- _Given request 1_: Copy the passage on divorce risk factors word for word.

— BEGIN Source text —

There are a number of factors social scientists consistently find that are regularly associated with increased risk of divorce for a couple. It is important that couples, before they decide to marry, be aware of the factors associated with greater risk of divorce.
Some of them are mildly associated with greater divorce risk, while others are dramatically associated. It is important to note that having such factors in one’s life is not destiny! Many, many couples overcome the increased likelihoods associated with these factors every day. My wife and I did in terms of age of marriage, education and income. We had everything against us on those measures. But we beat the odds. Again, these are not destiny.
The greatest factor helping a couple succeed is their determination to make their marriage work is having friends and family around them who cheer them on and offer help when things seem dark. These factors are not a death notice, but can serve as a rucksack full of rocks on the back of a couple, or simply ankle weights, making their journey toward marital longevity, not impossible, but certainly more difficult. And marriage is sometimes hard enough by itself without the added weight these various factors can bring to a husband and wife.

— END Source text —
— BEGIN Source data —

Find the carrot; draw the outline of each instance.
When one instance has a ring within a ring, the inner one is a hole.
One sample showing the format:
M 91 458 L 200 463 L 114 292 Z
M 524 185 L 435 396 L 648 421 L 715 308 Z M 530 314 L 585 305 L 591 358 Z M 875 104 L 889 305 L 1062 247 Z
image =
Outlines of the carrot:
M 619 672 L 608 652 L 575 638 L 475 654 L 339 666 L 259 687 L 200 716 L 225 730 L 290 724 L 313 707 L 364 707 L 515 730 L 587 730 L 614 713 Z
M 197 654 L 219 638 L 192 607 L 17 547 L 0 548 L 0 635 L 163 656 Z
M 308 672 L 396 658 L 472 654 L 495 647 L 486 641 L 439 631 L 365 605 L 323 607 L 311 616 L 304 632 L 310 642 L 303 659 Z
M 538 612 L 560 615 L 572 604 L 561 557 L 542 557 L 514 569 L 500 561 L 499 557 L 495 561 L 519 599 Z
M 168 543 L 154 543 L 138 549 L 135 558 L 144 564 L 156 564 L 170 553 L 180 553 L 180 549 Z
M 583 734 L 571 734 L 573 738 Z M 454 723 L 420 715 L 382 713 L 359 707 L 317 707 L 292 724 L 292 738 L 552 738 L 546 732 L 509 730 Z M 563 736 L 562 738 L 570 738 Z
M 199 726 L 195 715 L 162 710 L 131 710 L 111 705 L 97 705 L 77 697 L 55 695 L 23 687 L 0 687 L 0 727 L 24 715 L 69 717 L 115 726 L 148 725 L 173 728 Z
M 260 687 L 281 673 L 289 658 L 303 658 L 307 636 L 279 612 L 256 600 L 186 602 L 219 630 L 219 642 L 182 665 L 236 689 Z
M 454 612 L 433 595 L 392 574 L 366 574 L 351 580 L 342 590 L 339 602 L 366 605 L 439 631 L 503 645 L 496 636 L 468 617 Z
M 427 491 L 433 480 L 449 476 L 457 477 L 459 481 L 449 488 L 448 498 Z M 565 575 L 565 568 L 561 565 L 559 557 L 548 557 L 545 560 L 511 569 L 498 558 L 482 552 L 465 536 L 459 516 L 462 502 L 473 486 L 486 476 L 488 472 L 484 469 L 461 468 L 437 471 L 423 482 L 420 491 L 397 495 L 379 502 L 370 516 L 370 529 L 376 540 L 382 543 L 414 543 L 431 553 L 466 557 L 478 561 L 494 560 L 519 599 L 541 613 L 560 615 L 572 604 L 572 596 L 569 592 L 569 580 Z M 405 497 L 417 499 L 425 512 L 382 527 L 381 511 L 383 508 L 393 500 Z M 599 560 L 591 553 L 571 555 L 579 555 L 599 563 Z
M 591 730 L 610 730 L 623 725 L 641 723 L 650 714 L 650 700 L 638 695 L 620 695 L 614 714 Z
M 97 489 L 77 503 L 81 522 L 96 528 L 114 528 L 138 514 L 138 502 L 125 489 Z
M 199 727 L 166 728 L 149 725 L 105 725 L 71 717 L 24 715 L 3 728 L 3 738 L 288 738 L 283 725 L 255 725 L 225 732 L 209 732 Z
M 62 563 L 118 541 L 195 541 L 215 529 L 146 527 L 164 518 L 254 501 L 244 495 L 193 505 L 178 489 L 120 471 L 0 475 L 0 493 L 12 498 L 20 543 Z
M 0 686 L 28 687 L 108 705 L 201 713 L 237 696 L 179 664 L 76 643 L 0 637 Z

— END Source data —

- _Given request 2_: Rewrite only the entries from their first line through the line containing "M 199 727 L", changing "carrot" to "parsnip" and leaving everything else as it is.

- _Correct response 1_:
There are a number of factors social scientists consistently find that are regularly associated with increased risk of divorce for a couple. It is important that couples, before they decide to marry, be aware of the factors associated with greater risk of divorce.
Some of them are mildly associated with greater divorce risk, while others are dramatically associated. It is important to note that having such factors in one’s life is not destiny! Many, many couples overcome the increased likelihoods associated with these factors every day. My wife and I did in terms of age of marriage, education and income. We had everything against us on those measures. But we beat the odds. Again, these are not destiny.
The greatest factor helping a couple succeed is their determination to make their marriage work is having friends and family around them who cheer them on and offer help when things seem dark. These factors are not a death notice, but can serve as a rucksack full of rocks on the back of a couple, or simply ankle weights, making their journey toward marital longevity, not impossible, but certainly more difficult. And marriage is sometimes hard enough by itself without the added weight these various factors can bring to a husband and wife.

- _Correct response 2_:
Find the parsnip; draw the outline of each instance.
When one instance has a ring within a ring, the inner one is a hole.
One sample showing the format:
M 91 458 L 200 463 L 114 292 Z
M 524 185 L 435 396 L 648 421 L 715 308 Z M 530 314 L 585 305 L 591 358 Z M 875 104 L 889 305 L 1062 247 Z
image =
Outlines of the parsnip:
M 619 672 L 608 652 L 575 638 L 475 654 L 339 666 L 259 687 L 200 716 L 225 730 L 290 724 L 313 707 L 364 707 L 515 730 L 587 730 L 614 713 Z
M 197 654 L 219 638 L 192 607 L 17 547 L 0 548 L 0 635 L 163 656 Z
M 308 672 L 396 658 L 472 654 L 495 647 L 486 641 L 439 631 L 365 605 L 323 607 L 311 616 L 304 632 L 310 642 L 303 659 Z
M 538 612 L 560 615 L 572 604 L 561 557 L 542 557 L 514 569 L 500 561 L 499 557 L 495 561 L 519 599 Z
M 168 543 L 154 543 L 138 549 L 135 558 L 144 564 L 156 564 L 170 553 L 180 553 L 180 549 Z
M 583 734 L 571 734 L 573 738 Z M 454 723 L 420 715 L 382 713 L 359 707 L 317 707 L 292 724 L 292 738 L 552 738 L 546 732 L 509 730 Z M 563 736 L 562 738 L 570 738 Z
M 199 726 L 195 715 L 162 710 L 131 710 L 111 705 L 97 705 L 77 697 L 55 695 L 23 687 L 0 687 L 0 727 L 24 715 L 69 717 L 115 726 L 148 725 L 173 728 Z
M 260 687 L 281 673 L 289 658 L 303 658 L 307 636 L 279 612 L 256 600 L 186 602 L 219 630 L 219 642 L 182 665 L 236 689 Z
M 454 612 L 433 595 L 392 574 L 366 574 L 351 580 L 342 590 L 339 602 L 366 605 L 439 631 L 503 645 L 496 636 L 468 617 Z
M 427 491 L 433 480 L 449 476 L 457 477 L 459 481 L 449 488 L 448 498 Z M 565 575 L 565 568 L 561 565 L 559 557 L 548 557 L 545 560 L 511 569 L 498 558 L 482 552 L 465 536 L 459 516 L 462 502 L 473 486 L 486 476 L 488 472 L 484 469 L 461 468 L 437 471 L 423 482 L 420 491 L 397 495 L 379 502 L 370 516 L 370 529 L 376 540 L 382 543 L 414 543 L 431 553 L 466 557 L 478 561 L 494 560 L 519 599 L 541 613 L 560 615 L 572 604 L 572 596 L 569 592 L 569 580 Z M 405 497 L 417 499 L 425 512 L 382 527 L 381 511 L 383 508 L 393 500 Z M 599 560 L 591 553 L 571 555 L 579 555 L 599 563 Z
M 591 730 L 610 730 L 623 725 L 641 723 L 650 714 L 650 700 L 638 695 L 620 695 L 614 714 Z
M 97 489 L 77 503 L 81 522 L 96 528 L 114 528 L 138 514 L 138 502 L 125 489 Z
M 199 727 L 166 728 L 149 725 L 105 725 L 71 717 L 24 715 L 3 728 L 3 738 L 288 738 L 283 725 L 255 725 L 225 732 L 209 732 Z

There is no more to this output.